— Start of TEXT SHOWN —

2.5.1 Optimistic Initial Values:#

  • Definition: the method that encourages exploration (only in the beginning) by setting the initial action values to a large positive number.

  • Performance: As an example, in 10-armed bandit testbed introduced in section 2.3, we now set \(Q_1(a)=+5\) for all \(a\) (which is wildly optimistic since action values are given by standard normal distribution). Perform the experiment again use the same setting as before, i.e., averaging 2000 runs with each run up to 1000 time steps

    Optimistic initial value
    • Initially, the optimistic method performs worse because it explores more, but eventually it performs better because its exploration decreases with time.

    • At the beginning, the optimistic method has a sharp rise in optimal action ratio because of its frequent exploration.

  • Properties:

    • It is not well suited to nonstationary problems because its drive for exploration is inherently temporary, i.e., only in the beginning of a run.

    • Nevertheless, these simple methods (including sample-average methods), and one of them, or some simple combination of them, is often adequate in practice.

2.5.2 Upper-Confidence-Bound Action Selection#

  • Definition: explores actions by taking their uncertainty into account as below:

    \[ A_t \dot= \underset{a}{\arg\max} [Q_{t}(a) + c\sqrt{\frac{ln(t)}{N_t(A)}}] \]
    • \(t\) denotes the current time step

    • \(N_t(A)\) denotes the number of action \(A\) being selected up to time step \(t\)

    • \(c>0\) controls the degree of exploration

  • Intuition:

    • Naming convention: The square-root term is a measure of the \(\textit{uncertainty}\) or variance in the estimate of \(a\)’s value. The quantity being maximized over is thus a sort of upper bound on the possible true value of action \(a\), with \(c\) determining the confidence level.

— End of TEXT SHOWN —
— Start of DATASET —

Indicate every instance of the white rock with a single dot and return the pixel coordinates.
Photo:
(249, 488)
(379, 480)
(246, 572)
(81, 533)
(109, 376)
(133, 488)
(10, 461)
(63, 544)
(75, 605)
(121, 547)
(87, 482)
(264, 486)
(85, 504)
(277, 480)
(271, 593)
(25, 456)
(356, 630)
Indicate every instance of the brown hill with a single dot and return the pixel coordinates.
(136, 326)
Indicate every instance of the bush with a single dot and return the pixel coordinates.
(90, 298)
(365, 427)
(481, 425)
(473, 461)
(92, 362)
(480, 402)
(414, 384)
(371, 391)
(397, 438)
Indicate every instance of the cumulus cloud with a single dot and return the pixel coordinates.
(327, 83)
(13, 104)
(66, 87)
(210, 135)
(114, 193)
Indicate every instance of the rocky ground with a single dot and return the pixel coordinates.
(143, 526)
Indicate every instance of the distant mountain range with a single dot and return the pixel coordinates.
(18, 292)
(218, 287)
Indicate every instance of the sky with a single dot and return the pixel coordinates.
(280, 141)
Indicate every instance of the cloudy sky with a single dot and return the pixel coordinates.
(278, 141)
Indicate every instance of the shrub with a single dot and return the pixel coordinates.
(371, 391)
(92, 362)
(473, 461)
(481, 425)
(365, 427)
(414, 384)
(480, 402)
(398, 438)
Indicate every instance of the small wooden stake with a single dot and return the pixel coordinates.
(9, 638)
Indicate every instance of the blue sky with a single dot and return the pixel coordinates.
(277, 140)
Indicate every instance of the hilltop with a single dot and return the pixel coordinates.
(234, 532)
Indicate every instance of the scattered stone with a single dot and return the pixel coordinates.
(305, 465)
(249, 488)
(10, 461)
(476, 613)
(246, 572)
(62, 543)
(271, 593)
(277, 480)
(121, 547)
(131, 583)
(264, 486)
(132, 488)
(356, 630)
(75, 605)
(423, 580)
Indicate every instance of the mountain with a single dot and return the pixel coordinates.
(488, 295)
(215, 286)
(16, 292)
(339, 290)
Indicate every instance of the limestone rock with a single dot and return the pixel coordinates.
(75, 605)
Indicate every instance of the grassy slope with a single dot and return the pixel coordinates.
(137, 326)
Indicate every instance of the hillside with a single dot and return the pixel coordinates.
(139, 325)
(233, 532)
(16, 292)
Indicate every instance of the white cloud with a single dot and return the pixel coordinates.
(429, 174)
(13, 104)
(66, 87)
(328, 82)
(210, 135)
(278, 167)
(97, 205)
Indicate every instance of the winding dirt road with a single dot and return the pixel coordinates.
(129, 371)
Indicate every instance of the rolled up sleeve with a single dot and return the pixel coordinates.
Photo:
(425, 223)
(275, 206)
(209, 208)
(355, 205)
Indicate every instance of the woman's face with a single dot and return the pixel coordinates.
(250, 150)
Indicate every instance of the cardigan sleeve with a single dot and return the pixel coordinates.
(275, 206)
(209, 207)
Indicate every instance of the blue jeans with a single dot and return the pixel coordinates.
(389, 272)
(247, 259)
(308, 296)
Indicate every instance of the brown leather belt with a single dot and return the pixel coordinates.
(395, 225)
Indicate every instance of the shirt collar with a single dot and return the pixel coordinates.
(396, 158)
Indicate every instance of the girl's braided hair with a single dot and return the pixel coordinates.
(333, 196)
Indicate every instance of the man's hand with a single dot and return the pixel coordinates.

— End of DATASET —

REQUESTS:
- a) In the exploration notes, what initial action value is assigned to every action in the 10-armed testbed example?
- b) Decide whether each statement agrees with the exploration notes, and support each yes or no by quoting the deciding words. (i) At first, the optimistic method performs worse. (ii) Optimistic initial values are well suited to nonstationary problems. (iii) The experiment averages 2000 runs.
- c) Pick up the exploration notes after their final sentence and continue them.
The stored material is not needed for this work.

ANSWERS PROVIDED:
- a) Every action is given an initial value of +5.

- b)
(i) Yes: "Initially, the optimistic method performs worse because it explores more"
(ii) No: "It is not well suited to nonstationary problems"
(iii) Yes: "averaging 2000 runs with each run up to 1000 time steps"

- c)
    • Working mechanism:

      • Each time \(a\) is selected the uncertainty is presumably reduced: \(N_t(a)\) increments, and, as it appears in the denominator, the uncertainty term decreases.

      • On the other hand, each time an action other than \(a\) is selected, the uncertainty estimate of \(a\) increases, causing its action value estimate to be bigger and the action will be explored more in later selection.

      • All actions will eventually be selected, but actions with lower value estimates, or that have already been selected frequently, will be selected with decreasing frequency over time. In short, more uncertainty leads to more exploration, causing the uncertainty to decrease in return.

  • Performance:

    Upper-Confidence-Bound result
    • UCB generally performs better than \(\epsilon\)-greedy action selection, except in the first \(k\) steps, when it selects randomly among the as-yet-untried actions.

    • Similar to the optimitic initial value method, UCB also leads to a sudden increase in the average reward in the beginning of the experiment. This is because that UCB initializes each action with an optimistic upper confidence bound (\(c\sqrt{\frac{ln(t)}{N_t(A)}}\) is quite large when \(N_t(a)\) is small), leading all actions to have high values and to be explored in the beginning.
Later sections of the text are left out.